Text shown –
By the mid-1560s, he had built a laboratory at Mortlake, near London, where he amassed the largest private library in England with over 4,000 books. Dee was generous in making his library accessible to scholars and in assisting the many practitioners who applied for advice. He was closely involved in laying the groundwork for several English voyages of exploration. He instructed captains and pilots in the principles of mathematical navigation, prepared maps for their use, and furnished them with navigational instruments. He was equally active in publicly advocating a British empire in Perfect Arte of Navigation (1580). In 1582, Dee also recommended that England adopt the Gregorian calendar, but the Church refused to embrace such a ‘popish’ innovation.

Dee's scientific interests were far broader than his involvement in English exploration might suggest. In editing the first English translation of Euclid's Elements (1570), Dee added an influential preface that proclaimed the dignity and usefulness of the mathematical sciences. Furthermore, as passionately as he believed in the utility of mathematics for everyday matters, Dee expressed conviction in the occult power of mathematics to reveal divine mysteries.

Exercise description –
Write out the passage about Dee word for word, beginning at the words "Dee's scientific interests" and stopping after "reveal divine mysteries.".

Provided data –
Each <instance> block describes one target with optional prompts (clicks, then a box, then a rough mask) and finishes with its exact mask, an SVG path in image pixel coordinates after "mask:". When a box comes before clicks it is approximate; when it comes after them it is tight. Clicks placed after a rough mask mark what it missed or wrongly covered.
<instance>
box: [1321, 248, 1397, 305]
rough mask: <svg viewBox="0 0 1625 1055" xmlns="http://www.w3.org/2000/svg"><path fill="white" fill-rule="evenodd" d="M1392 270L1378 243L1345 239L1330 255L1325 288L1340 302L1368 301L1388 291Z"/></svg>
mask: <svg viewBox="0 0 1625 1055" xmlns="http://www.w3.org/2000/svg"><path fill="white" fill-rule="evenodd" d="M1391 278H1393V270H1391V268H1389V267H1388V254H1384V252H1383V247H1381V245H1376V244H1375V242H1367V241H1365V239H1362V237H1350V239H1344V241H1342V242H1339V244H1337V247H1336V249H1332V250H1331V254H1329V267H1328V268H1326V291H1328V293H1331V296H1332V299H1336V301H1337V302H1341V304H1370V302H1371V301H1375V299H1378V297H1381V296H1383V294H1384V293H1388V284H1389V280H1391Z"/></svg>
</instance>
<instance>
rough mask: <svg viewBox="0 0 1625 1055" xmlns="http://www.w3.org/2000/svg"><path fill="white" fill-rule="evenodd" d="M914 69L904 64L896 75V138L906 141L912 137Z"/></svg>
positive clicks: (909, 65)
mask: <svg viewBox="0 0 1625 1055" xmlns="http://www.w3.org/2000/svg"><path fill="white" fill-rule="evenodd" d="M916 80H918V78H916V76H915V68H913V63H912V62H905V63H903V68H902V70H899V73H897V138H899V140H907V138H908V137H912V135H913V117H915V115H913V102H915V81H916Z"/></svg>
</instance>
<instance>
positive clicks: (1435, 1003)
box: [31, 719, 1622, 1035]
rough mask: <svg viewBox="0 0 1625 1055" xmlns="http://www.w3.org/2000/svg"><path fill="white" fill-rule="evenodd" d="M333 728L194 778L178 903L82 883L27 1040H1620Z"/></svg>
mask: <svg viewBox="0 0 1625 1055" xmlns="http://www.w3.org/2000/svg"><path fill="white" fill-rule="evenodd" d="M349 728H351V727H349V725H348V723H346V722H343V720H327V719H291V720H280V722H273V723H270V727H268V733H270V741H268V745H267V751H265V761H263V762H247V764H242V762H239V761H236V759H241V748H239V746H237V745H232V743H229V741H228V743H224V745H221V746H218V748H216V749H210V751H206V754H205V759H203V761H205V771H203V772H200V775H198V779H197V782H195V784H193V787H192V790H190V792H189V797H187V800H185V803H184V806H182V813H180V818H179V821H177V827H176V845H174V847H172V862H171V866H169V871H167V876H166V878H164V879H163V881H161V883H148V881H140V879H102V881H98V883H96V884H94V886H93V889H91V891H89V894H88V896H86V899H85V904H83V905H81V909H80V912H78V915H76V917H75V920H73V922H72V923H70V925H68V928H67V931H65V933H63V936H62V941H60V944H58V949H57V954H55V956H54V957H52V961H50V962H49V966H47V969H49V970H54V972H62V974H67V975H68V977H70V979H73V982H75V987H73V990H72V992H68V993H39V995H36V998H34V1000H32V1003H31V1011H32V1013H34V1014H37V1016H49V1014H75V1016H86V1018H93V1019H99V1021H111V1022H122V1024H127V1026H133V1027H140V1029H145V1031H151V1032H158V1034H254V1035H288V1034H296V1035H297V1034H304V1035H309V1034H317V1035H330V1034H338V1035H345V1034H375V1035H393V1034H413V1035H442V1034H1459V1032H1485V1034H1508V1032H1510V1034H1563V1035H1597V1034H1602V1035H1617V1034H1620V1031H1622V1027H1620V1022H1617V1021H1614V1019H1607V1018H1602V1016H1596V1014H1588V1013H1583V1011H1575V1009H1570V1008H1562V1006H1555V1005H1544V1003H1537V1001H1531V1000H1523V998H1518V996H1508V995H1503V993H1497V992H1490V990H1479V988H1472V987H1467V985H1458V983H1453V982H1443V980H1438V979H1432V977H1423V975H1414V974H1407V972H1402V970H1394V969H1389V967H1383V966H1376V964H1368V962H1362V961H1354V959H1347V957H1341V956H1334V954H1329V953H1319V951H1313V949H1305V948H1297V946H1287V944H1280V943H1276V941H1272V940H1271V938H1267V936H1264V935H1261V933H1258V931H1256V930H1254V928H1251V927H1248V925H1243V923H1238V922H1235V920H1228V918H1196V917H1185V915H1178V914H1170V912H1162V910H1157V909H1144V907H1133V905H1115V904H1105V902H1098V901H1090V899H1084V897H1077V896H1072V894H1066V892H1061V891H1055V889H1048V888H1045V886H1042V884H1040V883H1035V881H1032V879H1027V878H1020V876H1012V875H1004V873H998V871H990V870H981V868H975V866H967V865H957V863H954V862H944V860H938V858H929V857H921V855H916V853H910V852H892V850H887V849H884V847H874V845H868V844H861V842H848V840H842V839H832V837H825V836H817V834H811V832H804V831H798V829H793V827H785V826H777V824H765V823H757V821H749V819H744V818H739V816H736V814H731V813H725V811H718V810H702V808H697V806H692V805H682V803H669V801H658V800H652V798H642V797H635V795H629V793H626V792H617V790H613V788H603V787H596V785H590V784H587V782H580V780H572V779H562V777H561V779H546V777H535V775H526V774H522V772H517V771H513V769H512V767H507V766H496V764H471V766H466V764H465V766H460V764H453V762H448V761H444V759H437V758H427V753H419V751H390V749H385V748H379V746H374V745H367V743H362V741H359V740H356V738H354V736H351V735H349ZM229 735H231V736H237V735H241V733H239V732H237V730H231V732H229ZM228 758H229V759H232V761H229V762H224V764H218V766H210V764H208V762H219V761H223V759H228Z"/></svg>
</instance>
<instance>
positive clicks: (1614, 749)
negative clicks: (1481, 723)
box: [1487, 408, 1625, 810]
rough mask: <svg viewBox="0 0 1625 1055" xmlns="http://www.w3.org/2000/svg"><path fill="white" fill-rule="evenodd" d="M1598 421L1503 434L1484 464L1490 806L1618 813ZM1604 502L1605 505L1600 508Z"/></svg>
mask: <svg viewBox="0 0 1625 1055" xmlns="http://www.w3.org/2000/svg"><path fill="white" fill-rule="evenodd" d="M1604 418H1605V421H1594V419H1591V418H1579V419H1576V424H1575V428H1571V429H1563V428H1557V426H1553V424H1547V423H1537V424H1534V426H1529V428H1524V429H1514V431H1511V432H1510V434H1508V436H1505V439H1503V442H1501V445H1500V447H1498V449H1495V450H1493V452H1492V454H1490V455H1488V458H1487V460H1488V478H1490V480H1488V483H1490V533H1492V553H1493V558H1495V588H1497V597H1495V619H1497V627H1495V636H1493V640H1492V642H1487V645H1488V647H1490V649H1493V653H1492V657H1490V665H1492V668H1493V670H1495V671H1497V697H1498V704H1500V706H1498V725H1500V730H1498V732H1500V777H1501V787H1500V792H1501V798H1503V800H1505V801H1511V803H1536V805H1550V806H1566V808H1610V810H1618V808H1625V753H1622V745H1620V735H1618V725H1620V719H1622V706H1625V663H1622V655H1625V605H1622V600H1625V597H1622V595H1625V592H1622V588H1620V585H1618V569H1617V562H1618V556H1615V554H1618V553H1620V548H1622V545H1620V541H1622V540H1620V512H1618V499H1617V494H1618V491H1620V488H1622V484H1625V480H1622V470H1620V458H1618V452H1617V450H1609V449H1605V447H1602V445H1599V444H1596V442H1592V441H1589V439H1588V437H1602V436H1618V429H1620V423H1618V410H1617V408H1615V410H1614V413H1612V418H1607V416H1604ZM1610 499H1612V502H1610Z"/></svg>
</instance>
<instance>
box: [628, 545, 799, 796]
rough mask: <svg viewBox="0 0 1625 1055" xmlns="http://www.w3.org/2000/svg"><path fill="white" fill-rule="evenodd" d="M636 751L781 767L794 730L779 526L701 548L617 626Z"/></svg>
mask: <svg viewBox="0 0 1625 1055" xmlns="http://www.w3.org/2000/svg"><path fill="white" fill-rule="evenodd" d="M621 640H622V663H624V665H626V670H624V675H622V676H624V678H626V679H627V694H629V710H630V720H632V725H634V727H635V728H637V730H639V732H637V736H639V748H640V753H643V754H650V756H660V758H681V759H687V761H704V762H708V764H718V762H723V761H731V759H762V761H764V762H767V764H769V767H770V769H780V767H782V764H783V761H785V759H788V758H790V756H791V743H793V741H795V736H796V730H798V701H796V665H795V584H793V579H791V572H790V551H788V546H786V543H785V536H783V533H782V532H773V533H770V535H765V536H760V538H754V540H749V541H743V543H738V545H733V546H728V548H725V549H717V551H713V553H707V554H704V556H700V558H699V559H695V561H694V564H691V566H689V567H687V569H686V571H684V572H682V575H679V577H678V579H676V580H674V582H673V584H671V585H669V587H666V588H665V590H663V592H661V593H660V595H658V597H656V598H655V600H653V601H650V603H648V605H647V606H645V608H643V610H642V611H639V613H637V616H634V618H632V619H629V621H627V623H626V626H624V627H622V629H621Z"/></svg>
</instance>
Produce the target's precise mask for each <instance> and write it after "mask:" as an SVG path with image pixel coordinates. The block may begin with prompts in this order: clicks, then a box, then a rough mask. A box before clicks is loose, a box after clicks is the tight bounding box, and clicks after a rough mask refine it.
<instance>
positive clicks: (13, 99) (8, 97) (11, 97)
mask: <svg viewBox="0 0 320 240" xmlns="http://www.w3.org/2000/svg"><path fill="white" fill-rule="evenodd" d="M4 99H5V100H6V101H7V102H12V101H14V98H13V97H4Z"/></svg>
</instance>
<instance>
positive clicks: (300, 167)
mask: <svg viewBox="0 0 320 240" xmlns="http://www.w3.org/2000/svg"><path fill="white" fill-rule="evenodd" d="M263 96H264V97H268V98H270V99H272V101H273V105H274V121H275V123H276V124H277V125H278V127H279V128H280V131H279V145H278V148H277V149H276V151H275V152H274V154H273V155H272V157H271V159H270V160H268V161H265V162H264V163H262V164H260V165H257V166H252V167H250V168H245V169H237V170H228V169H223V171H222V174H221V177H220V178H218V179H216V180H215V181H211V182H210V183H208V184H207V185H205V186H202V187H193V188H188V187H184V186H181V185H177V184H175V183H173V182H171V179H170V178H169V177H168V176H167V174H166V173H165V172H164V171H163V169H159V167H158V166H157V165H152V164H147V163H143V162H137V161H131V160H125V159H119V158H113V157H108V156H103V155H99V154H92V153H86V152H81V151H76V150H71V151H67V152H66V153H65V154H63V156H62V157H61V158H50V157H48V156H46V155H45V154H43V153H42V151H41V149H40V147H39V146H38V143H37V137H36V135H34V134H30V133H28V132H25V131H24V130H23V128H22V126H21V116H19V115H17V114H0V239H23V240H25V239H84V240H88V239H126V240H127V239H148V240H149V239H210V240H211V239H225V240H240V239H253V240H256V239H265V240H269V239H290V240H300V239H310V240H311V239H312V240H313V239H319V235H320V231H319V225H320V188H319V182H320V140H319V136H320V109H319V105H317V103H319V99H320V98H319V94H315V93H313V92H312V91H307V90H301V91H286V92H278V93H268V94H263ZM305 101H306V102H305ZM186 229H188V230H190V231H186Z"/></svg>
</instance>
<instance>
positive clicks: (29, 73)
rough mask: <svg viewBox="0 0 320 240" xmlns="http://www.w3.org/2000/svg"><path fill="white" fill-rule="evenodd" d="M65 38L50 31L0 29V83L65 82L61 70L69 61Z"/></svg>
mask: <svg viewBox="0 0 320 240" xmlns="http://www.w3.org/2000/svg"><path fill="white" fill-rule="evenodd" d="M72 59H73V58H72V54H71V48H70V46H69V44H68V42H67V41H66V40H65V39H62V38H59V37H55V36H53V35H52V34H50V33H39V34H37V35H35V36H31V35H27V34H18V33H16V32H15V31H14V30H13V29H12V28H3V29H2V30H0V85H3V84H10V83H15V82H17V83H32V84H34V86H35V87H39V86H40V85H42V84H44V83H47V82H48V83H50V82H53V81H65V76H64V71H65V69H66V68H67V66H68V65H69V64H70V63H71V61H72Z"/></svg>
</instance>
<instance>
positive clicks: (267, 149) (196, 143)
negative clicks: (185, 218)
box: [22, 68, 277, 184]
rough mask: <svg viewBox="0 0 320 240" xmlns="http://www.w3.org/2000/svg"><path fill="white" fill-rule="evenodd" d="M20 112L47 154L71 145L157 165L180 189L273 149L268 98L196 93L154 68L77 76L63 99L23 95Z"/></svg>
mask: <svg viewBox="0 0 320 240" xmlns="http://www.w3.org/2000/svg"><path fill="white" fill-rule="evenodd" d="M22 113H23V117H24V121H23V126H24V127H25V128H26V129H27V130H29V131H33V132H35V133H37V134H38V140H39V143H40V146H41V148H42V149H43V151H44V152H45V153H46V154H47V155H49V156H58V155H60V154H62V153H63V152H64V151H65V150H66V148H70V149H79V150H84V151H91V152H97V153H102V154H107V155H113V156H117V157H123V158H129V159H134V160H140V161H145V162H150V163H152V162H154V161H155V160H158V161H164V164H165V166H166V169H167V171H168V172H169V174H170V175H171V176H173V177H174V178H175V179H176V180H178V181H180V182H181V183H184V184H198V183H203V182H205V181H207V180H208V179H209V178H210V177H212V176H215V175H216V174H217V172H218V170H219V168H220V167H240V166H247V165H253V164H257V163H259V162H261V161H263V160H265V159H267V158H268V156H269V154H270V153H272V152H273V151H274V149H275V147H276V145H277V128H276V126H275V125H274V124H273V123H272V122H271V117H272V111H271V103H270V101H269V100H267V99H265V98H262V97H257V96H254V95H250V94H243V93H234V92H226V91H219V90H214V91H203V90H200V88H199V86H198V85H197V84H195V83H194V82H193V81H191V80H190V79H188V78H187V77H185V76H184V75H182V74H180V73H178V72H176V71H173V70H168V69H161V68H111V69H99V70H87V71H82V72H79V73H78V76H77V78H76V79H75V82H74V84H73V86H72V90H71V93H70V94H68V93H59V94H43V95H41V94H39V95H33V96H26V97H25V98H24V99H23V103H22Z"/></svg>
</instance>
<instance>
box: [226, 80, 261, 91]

Solution to the exercise –
Dee's scientific interests were far broader than his involvement in English exploration might suggest. In editing the first English translation of Euclid's Elements (1570), Dee added an influential preface that proclaimed the dignity and usefulness of the mathematical sciences. Furthermore, as passionately as he believed in the utility of mathematics for everyday matters, Dee expressed conviction in the occult power of mathematics to reveal divine mysteries.